■ Objective:
Render every line of the listing below as a numbered list, skipping blank lines and leaving out the pictures.

■ Input:
——

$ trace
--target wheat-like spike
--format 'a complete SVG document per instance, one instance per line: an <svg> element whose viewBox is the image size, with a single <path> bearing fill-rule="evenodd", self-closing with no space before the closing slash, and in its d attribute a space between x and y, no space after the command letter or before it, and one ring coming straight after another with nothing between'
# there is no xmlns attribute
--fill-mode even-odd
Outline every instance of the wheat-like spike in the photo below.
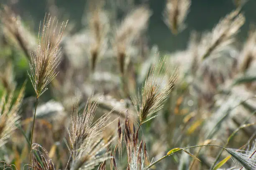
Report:
<svg viewBox="0 0 256 170"><path fill-rule="evenodd" d="M146 170L147 162L146 144L143 140L139 141L138 129L133 124L133 130L131 131L130 127L130 121L128 113L125 120L124 134L126 146L128 160L126 170Z"/></svg>
<svg viewBox="0 0 256 170"><path fill-rule="evenodd" d="M13 91L9 94L7 101L6 92L2 97L0 103L0 147L5 145L12 132L17 128L16 125L18 123L20 118L18 111L22 103L24 91L25 83L12 105Z"/></svg>
<svg viewBox="0 0 256 170"><path fill-rule="evenodd" d="M103 1L97 0L90 2L89 15L89 28L92 42L90 47L91 58L91 70L94 71L96 62L100 57L102 46L109 30L107 14L104 11Z"/></svg>
<svg viewBox="0 0 256 170"><path fill-rule="evenodd" d="M189 12L190 0L167 0L164 13L164 21L174 34L186 28L184 20Z"/></svg>
<svg viewBox="0 0 256 170"><path fill-rule="evenodd" d="M248 69L251 62L255 59L256 54L256 30L249 33L248 38L245 43L240 54L241 60L239 65L239 70L245 72Z"/></svg>
<svg viewBox="0 0 256 170"><path fill-rule="evenodd" d="M110 158L109 153L105 150L113 138L105 143L101 135L110 113L94 122L98 102L92 102L90 97L83 112L79 113L79 99L77 100L72 109L68 130L70 143L69 148L73 159L71 167L74 170L82 167L89 170Z"/></svg>
<svg viewBox="0 0 256 170"><path fill-rule="evenodd" d="M243 25L245 18L238 8L221 20L210 33L202 35L198 47L199 59L205 59L214 51L220 50L234 41L236 35Z"/></svg>
<svg viewBox="0 0 256 170"><path fill-rule="evenodd" d="M117 52L122 74L125 72L127 48L146 28L151 15L151 12L147 7L138 7L127 15L116 30L113 46Z"/></svg>
<svg viewBox="0 0 256 170"><path fill-rule="evenodd" d="M4 6L3 10L0 10L0 17L4 26L17 40L26 57L29 60L31 47L29 47L28 42L24 37L24 28L21 25L20 18L6 5Z"/></svg>
<svg viewBox="0 0 256 170"><path fill-rule="evenodd" d="M54 165L49 156L47 151L40 145L33 143L32 150L34 152L32 156L32 167L34 170L55 170ZM40 160L38 160L39 157Z"/></svg>
<svg viewBox="0 0 256 170"><path fill-rule="evenodd" d="M164 59L153 65L141 89L142 99L139 96L138 102L139 109L137 110L141 124L154 118L148 118L162 108L164 102L173 88L177 78L176 71L167 78L166 85L163 87L165 78L167 76L167 70L164 68L165 60ZM159 78L162 72L164 72L164 76Z"/></svg>
<svg viewBox="0 0 256 170"><path fill-rule="evenodd" d="M67 22L63 22L58 28L58 21L48 15L45 16L41 30L40 23L37 48L31 54L28 73L37 98L47 90L47 85L58 74L56 70L60 62L59 46Z"/></svg>

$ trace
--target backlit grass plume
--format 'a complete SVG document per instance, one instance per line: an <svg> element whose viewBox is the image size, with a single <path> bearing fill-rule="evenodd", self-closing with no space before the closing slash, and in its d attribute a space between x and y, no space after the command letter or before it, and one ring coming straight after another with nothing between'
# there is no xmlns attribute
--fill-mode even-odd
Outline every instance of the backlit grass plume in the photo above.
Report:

——

■ Answer to the task:
1. $ trace
2. --target wheat-like spike
3. --format 'a complete SVG document per instance, one instance per line: an <svg> element whose viewBox is the image size, with a single <path> bearing fill-rule="evenodd", self-closing with no space before the closing slash, and in its d attribute a space between x and y, no space after the command letter or before it, and one ring coming straight after another with nothing between'
4. # there is no xmlns attribute
5. --fill-mode even-odd
6. Outline every instance of the wheat-like spike in the photo below.
7. Report:
8. <svg viewBox="0 0 256 170"><path fill-rule="evenodd" d="M146 170L147 162L146 144L143 140L139 141L138 129L133 124L133 130L131 131L130 127L130 121L128 113L125 120L124 134L126 146L128 160L126 170Z"/></svg>
9. <svg viewBox="0 0 256 170"><path fill-rule="evenodd" d="M13 91L9 94L7 101L6 92L2 97L0 103L0 147L5 145L12 132L17 128L16 125L18 123L20 118L18 111L22 103L24 91L25 83L12 105Z"/></svg>
10. <svg viewBox="0 0 256 170"><path fill-rule="evenodd" d="M103 1L97 0L90 2L89 15L89 28L92 42L90 47L91 58L91 70L94 71L96 62L100 57L102 46L109 30L107 14L104 11Z"/></svg>
11. <svg viewBox="0 0 256 170"><path fill-rule="evenodd" d="M189 12L190 0L167 0L164 13L164 21L174 34L186 28L184 20Z"/></svg>
12. <svg viewBox="0 0 256 170"><path fill-rule="evenodd" d="M248 69L251 62L255 59L256 54L256 30L249 33L248 38L245 43L240 54L241 60L239 65L239 70L245 72Z"/></svg>
13. <svg viewBox="0 0 256 170"><path fill-rule="evenodd" d="M110 158L109 153L105 150L113 138L105 143L101 135L110 113L94 122L98 102L92 102L90 97L83 112L79 113L79 99L77 100L72 109L68 130L70 143L69 148L73 159L71 167L74 170L82 167L89 170Z"/></svg>
14. <svg viewBox="0 0 256 170"><path fill-rule="evenodd" d="M243 25L245 18L238 8L221 20L210 33L202 35L198 47L199 59L205 59L214 51L220 50L234 41L236 35Z"/></svg>
15. <svg viewBox="0 0 256 170"><path fill-rule="evenodd" d="M117 52L122 74L125 72L127 48L146 28L151 15L151 12L147 7L138 7L127 15L116 30L113 46Z"/></svg>
16. <svg viewBox="0 0 256 170"><path fill-rule="evenodd" d="M4 6L3 10L0 10L0 17L4 26L17 40L26 57L29 60L31 47L29 47L28 42L24 37L24 28L21 25L20 18L6 5Z"/></svg>
17. <svg viewBox="0 0 256 170"><path fill-rule="evenodd" d="M54 165L49 156L47 151L40 145L33 143L32 150L34 152L32 156L32 167L34 170L55 170ZM40 160L38 160L39 157Z"/></svg>
18. <svg viewBox="0 0 256 170"><path fill-rule="evenodd" d="M164 59L153 65L141 89L142 99L139 96L138 102L139 109L137 110L141 124L154 118L148 118L162 108L164 102L173 88L177 78L176 71L167 78L166 85L163 87L165 78L167 76L167 70L164 68L165 60ZM159 78L162 72L164 72L164 76Z"/></svg>
19. <svg viewBox="0 0 256 170"><path fill-rule="evenodd" d="M67 22L63 22L58 28L58 21L48 15L45 16L41 30L40 23L37 48L31 54L28 73L37 98L47 90L47 85L58 74L56 70L60 62L59 46Z"/></svg>
20. $ trace
21. --target backlit grass plume
22. --format 'a complete SVG document per instance, one instance per line: an <svg> element whose viewBox is the image size, with a single <path> bearing fill-rule="evenodd", self-closing with no space before the closing slash, and in its d attribute a space between x and y, no space after the command letter or before it, and one ring coming straight after another with nothing between'
23. # there is no xmlns attribute
24. --fill-mode even-odd
25. Outline every instance of the backlit grass plume in the photo above.
26. Report:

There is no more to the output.